### Text section
▬▬▬
# Electrical help



## pymybob (Apr 10, 2015)

So I've never wired anything before and I need to start, what I would imagine is a simple wiring project. I need to install a bilge pump and I want to add it to a simple SPST ON-OFF Marine Toggle Switch for it. I would also like to do the same and hook my nav lights to a switch as well. Right now those just hook up to the battery directly. I also have a fish finder and my trolling motor (which will hook up directly to the battery and no need for switches on those. Is that right?) and that's it for electronics at this time.

That being said, I don't know what/how to accomplish this. I've look through the site and found info but no clear cut instructions. Maybe I'm searching wrong. I want to keep this simple. I don't think I need a gang box with multiple switches. I'm thinking I could add these few switches inside one of the bench seats or construct some sort of box and mount it near the transom of the boat like this:







Again, I'm a complete novice and have no experience wiring a boat. Any and all help or suggestions would be appreciated.

Thanks!


----------



## JMichael (Apr 12, 2015)
▬▬▬
### Work required
Please reproduce the boat wiring forum thread in full, word for word. The listing isn't needed for this.

[Dataset items]
▬▬▬
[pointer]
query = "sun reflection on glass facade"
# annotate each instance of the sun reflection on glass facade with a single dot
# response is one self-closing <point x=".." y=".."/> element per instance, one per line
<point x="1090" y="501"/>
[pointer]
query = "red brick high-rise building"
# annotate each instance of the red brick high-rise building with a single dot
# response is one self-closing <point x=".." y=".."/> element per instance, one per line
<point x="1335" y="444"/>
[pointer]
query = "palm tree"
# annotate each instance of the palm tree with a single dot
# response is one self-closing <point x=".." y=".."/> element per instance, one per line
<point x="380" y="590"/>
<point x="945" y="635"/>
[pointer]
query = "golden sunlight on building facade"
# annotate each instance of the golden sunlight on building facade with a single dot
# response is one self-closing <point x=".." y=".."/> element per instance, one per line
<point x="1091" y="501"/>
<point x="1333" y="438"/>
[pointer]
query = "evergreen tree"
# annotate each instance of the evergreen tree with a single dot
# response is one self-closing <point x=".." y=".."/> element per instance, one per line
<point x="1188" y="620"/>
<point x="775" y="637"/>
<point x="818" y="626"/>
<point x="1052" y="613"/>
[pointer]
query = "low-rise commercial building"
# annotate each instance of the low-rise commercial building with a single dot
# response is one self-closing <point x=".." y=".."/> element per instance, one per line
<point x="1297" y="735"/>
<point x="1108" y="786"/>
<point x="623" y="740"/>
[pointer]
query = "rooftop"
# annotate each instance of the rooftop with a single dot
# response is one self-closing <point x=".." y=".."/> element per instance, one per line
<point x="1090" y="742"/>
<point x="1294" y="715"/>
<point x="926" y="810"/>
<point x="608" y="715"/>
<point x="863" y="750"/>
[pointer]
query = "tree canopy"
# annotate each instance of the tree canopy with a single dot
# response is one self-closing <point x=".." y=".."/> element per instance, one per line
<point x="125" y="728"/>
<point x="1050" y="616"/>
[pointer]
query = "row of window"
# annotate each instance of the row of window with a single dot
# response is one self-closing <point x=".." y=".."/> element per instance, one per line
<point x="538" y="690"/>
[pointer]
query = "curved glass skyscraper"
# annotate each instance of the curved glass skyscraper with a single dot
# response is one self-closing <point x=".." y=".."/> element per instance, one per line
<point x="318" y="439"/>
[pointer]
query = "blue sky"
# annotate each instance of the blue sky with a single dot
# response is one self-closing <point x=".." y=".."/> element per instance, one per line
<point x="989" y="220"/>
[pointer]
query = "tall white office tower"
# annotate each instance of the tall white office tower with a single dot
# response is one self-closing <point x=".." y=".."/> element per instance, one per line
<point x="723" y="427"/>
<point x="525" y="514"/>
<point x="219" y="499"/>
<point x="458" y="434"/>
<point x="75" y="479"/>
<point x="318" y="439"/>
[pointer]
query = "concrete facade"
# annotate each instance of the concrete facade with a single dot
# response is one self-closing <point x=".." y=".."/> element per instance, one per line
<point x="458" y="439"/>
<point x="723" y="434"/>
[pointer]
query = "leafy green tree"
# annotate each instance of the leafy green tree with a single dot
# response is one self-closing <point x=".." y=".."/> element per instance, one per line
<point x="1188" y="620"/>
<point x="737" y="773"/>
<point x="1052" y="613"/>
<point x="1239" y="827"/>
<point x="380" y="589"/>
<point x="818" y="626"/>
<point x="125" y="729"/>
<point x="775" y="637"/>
▬▬▬
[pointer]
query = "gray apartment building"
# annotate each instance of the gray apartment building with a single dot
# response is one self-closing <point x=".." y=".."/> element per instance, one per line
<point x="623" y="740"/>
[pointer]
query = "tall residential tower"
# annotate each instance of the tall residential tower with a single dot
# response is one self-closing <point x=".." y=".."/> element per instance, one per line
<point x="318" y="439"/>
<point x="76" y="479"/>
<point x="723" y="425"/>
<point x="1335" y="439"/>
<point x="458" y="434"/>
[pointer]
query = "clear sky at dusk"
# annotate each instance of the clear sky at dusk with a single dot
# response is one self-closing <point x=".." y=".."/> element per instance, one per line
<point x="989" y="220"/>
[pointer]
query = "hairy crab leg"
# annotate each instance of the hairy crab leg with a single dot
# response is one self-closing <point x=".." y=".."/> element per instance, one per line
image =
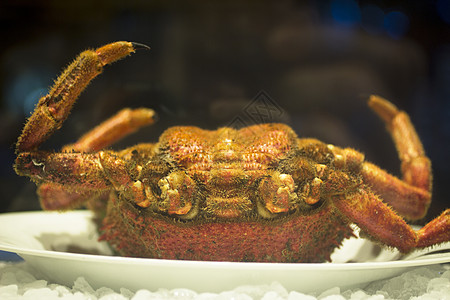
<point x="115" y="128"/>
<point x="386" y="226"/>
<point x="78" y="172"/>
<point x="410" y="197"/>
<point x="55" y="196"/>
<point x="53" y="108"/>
▬▬▬
### Complete response
# Electrical help



## pymybob (Apr 10, 2015)

So I've never wired anything before and I need to start, what I would imagine is a simple wiring project. I need to install a bilge pump and I want to add it to a simple SPST ON-OFF Marine Toggle Switch for it. I would also like to do the same and hook my nav lights to a switch as well. Right now those just hook up to the battery directly. I also have a fish finder and my trolling motor (which will hook up directly to the battery and no need for switches on those. Is that right?) and that's it for electronics at this time.

That being said, I don't know what/how to accomplish this. I've look through the site and found info but no clear cut instructions. Maybe I'm searching wrong. I want to keep this simple. I don't think I need a gang box with multiple switches. I'm thinking I could add these few switches inside one of the bench seats or construct some sort of box and mount it near the transom of the boat like this:







Again, I'm a complete novice and have no experience wiring a boat. Any and all help or suggestions would be appreciated.

Thanks!


----------



## JMichael (Apr 12, 2015)